## OBJECTIF DE L'EXERCICE
Reproduisez à l'identique, dans l'entretien sur la RSE, tout ce qui va de « Issu du monde » jusqu'à « l’inclusion professionnelle. Interview. ».

« Le Département montre l’exemple »
Issu du monde bancaire, depuis longtemps sensibilisé aux enjeux du développement durable, Garrett Nixon a lancé en 2020, un projet de reconversion professionnelle pour s’y consacrer pleinement. Il a ensuite franchi le pas privé / public, et rejoint le Département en tant que Chargé de mission RSE le 1er septembre 2022. Une fonction qui s’intéresse principalement au volet socio-économique de la Responsabilité sociétale à travers le prisme de l’emploi et de l’inclusion professionnelle. Interview.
Pour quelles raisons le Département se préoccupe-t-il de la RSE ?
La Responsabilité Sociétale des Entreprises (RSE) repose traditionnellement sur un triptyque : environnement, social et économie. Le Conseil Départemental agit déjà sur le premier volet dans le cadre de son plan de transition écologique, déployé notamment à la suite de son bilan carbone. Ma mission se concentre donc sur les deux autres aspects, afin de donner davantage de visibilité et de structurer une démarche déjà existante, que ce soit via ses stratégies emploi « L’Emploi d’abord » ou alimentaire « Manger mieux, manger drômois ». Appréhender les volets sociaux/sociétaux de la RSE suppose une approche multipartite : c’est en développant les synergies entre tous les acteurs du territoire que nous réussirons à renforcer les solidarités et à assurer l’égalité des chances. Au final, la RSE a pour but de créer de la « valeur partagée » et faire converger les intérêts des entreprises avec ceux de la collectivité et des citoyens. C’est pourquoi la démarche est fondamentale. (Lire la suite de l’article)

## DONNÉES FOURNIES
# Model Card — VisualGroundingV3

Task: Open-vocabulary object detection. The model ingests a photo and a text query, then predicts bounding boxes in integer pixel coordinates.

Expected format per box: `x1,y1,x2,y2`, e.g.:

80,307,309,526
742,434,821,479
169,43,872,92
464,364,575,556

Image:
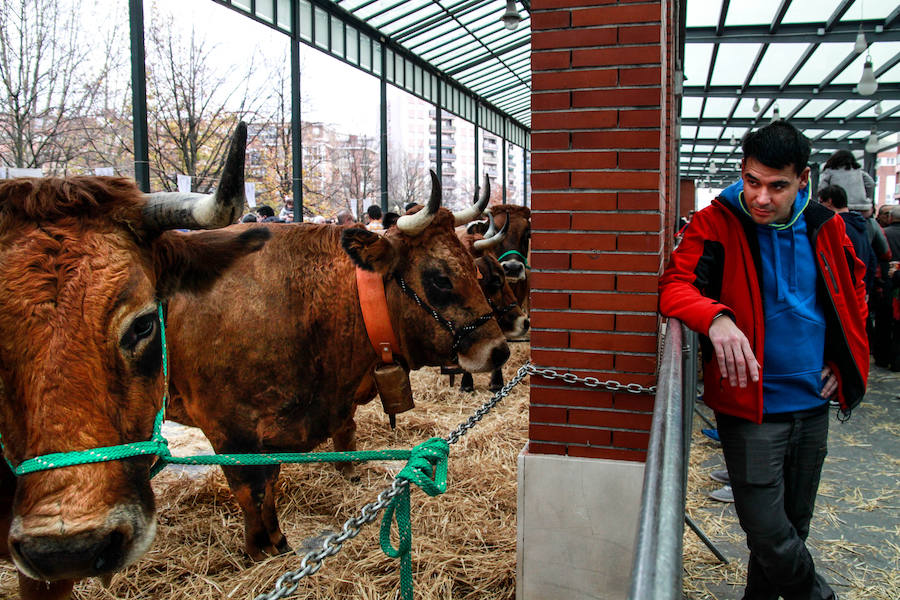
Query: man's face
741,157,809,225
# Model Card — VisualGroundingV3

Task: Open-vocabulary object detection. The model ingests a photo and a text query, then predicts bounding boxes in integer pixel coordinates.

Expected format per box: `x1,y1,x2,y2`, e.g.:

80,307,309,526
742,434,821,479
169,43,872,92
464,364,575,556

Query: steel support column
291,2,303,222
128,0,150,193
384,44,388,211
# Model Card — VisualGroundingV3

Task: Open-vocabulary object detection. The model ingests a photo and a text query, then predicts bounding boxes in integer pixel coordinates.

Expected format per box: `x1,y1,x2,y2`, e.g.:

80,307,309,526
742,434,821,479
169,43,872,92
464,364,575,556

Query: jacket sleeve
659,209,734,335
862,171,875,200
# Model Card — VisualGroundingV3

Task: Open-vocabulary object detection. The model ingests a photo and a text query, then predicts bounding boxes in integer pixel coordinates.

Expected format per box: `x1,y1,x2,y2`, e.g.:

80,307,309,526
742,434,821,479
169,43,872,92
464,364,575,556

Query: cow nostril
94,530,125,572
491,344,509,367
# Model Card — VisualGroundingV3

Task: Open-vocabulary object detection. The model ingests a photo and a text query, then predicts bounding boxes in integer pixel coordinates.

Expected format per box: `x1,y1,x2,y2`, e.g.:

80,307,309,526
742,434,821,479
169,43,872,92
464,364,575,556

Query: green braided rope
379,437,450,600
0,302,458,600
497,250,531,268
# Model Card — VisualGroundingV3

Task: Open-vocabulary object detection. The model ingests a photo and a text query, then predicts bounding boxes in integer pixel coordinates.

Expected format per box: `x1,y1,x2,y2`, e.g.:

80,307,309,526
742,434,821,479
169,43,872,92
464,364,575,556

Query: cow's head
341,172,509,372
490,204,531,282
0,124,269,581
456,214,530,340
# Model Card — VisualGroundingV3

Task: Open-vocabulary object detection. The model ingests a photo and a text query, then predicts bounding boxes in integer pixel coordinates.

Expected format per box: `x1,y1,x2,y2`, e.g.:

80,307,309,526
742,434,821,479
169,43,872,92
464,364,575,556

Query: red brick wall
529,0,678,461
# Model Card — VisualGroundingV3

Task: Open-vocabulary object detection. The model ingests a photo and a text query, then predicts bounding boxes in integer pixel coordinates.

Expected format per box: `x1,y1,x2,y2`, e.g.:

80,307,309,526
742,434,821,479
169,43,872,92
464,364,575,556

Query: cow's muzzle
500,260,525,281
9,506,156,581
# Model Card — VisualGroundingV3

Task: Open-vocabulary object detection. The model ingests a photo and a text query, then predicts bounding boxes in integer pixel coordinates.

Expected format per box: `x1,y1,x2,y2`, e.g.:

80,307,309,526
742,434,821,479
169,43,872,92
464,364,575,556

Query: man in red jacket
659,121,869,600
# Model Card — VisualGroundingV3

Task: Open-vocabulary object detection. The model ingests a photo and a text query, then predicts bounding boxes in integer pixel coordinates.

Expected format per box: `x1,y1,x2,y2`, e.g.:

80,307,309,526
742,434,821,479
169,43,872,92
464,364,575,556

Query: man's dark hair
741,120,809,175
825,150,859,171
381,212,400,229
819,185,847,208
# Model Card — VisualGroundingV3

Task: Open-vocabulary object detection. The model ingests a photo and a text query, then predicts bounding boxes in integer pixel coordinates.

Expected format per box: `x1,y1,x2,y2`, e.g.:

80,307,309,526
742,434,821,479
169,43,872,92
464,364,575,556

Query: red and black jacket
659,198,869,423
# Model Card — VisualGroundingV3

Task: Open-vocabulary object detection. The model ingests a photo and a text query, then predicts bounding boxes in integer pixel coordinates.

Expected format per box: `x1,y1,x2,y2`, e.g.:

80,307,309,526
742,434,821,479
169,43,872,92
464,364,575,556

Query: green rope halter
497,250,531,269
0,304,450,600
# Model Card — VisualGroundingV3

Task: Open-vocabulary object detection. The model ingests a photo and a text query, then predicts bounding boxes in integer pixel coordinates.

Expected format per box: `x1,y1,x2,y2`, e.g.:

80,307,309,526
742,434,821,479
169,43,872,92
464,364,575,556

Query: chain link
254,362,534,600
523,363,656,394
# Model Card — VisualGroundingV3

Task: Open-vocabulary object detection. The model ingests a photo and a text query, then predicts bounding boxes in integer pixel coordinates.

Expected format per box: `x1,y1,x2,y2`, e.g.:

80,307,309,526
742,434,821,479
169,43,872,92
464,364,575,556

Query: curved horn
453,173,491,226
142,121,247,230
483,213,497,239
472,214,509,250
397,171,441,235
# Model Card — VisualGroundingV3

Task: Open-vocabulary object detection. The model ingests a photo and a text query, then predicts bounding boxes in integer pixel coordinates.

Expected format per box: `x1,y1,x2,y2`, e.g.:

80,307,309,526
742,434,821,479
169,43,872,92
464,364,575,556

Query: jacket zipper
819,250,838,294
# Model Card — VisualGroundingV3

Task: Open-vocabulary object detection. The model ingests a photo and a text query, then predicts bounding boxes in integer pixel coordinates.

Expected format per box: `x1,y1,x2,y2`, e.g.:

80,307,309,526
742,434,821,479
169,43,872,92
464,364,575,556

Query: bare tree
0,0,121,173
147,16,271,192
388,149,431,214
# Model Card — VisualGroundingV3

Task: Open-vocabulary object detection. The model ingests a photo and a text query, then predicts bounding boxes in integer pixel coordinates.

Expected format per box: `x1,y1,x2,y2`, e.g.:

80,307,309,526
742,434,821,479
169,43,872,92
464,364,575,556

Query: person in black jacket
818,185,878,297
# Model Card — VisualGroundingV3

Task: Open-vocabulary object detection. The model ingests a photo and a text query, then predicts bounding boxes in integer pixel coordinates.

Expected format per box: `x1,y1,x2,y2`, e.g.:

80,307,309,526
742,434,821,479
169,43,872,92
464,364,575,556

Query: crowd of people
241,196,400,232
659,121,900,600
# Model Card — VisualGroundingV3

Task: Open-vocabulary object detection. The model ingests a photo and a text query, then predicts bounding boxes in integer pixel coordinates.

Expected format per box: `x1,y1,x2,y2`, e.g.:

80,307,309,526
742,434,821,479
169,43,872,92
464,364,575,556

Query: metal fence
628,319,697,600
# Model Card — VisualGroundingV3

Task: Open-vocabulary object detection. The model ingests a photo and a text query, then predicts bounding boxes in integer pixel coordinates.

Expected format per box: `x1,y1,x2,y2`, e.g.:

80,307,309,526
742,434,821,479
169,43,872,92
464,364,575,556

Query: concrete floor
684,365,900,600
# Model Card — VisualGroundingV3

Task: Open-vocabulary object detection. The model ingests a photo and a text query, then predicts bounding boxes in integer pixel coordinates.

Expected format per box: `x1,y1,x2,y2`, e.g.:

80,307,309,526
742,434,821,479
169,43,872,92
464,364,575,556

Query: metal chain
254,362,534,600
526,363,656,394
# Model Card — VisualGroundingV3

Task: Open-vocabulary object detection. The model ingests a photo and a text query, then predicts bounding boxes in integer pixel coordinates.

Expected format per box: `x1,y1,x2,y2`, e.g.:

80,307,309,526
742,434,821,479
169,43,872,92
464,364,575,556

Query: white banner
244,181,256,208
175,175,191,194
6,167,44,179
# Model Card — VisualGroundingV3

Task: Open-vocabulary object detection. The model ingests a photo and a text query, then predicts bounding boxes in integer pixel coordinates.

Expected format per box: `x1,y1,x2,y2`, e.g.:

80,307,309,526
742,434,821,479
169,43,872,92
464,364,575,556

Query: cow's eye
122,313,157,351
431,275,453,292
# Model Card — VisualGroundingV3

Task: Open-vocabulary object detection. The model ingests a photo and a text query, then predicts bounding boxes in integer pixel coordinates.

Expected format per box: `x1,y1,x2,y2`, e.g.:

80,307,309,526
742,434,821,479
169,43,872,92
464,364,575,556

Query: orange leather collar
356,267,400,363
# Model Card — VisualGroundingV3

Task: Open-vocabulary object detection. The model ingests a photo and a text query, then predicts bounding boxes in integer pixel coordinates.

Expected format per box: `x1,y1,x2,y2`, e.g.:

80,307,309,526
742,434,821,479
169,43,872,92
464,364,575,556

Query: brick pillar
517,0,678,600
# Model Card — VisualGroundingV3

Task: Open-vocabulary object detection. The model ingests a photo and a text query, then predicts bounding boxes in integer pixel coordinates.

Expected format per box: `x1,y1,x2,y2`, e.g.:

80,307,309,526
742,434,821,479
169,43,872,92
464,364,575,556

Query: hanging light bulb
856,54,878,96
853,25,869,54
866,130,878,154
500,0,522,31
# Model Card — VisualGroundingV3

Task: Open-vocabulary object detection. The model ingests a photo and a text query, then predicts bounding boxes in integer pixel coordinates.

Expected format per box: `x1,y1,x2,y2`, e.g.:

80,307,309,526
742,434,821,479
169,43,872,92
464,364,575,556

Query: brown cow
460,212,530,392
169,172,509,559
489,204,531,313
0,123,269,600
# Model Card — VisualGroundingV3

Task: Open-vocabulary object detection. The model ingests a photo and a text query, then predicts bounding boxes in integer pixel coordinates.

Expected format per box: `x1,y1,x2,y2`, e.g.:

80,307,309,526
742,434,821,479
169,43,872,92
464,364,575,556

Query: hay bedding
0,344,529,600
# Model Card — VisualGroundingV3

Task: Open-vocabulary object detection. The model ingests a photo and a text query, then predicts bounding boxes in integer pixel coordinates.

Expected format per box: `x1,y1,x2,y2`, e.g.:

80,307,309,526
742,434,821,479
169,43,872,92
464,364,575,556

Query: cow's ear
341,227,396,274
153,227,272,298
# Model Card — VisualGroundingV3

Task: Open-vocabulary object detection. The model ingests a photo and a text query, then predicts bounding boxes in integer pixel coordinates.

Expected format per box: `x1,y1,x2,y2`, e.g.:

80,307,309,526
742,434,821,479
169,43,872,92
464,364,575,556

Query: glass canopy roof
680,0,900,184
332,0,531,126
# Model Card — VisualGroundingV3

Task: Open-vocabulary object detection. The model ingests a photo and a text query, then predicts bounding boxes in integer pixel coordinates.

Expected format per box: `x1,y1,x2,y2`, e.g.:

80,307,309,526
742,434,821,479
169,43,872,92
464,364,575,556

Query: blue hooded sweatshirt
721,181,825,415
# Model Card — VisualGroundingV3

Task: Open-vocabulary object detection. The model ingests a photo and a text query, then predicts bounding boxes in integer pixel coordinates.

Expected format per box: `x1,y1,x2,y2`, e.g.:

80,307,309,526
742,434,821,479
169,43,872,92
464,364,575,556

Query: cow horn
453,173,491,225
397,171,441,236
483,213,497,239
472,218,509,250
142,121,247,230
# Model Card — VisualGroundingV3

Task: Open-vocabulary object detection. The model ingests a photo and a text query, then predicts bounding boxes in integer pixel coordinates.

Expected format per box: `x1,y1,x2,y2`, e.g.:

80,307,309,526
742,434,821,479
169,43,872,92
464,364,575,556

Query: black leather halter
394,273,495,362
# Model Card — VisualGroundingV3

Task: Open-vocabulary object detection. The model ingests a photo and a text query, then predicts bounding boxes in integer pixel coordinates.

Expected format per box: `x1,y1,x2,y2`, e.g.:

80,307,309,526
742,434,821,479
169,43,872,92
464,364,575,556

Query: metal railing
628,319,697,600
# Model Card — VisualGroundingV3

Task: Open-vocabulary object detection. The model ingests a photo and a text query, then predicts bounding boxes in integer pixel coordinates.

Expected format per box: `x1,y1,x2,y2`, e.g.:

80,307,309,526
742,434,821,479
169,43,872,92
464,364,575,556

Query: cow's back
169,224,374,451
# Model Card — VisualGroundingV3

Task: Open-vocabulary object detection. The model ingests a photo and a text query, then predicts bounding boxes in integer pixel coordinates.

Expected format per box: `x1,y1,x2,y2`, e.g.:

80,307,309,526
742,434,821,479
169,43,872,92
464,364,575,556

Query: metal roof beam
684,81,900,100
681,115,900,131
769,0,791,33
684,19,900,44
825,0,856,32
716,0,731,37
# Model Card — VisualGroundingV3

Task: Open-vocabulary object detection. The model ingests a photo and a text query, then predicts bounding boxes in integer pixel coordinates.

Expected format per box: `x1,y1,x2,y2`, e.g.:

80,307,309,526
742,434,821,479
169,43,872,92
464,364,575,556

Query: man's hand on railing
707,314,759,387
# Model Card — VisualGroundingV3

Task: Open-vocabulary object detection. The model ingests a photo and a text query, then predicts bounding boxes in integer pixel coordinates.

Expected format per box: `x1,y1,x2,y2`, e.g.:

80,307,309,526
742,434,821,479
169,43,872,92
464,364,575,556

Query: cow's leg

## TÂCHE ACCOMPLIE
Issu du monde bancaire, depuis longtemps sensibilisé aux enjeux du développement durable, Garrett Nixon a lancé en 2020, un projet de reconversion professionnelle pour s’y consacrer pleinement. Il a ensuite franchi le pas privé / public, et rejoint le Département en tant que Chargé de mission RSE le 1er septembre 2022. Une fonction qui s’intéresse principalement au volet socio-économique de la Responsabilité sociétale à travers le prisme de l’emploi et de l’inclusion professionnelle. Interview.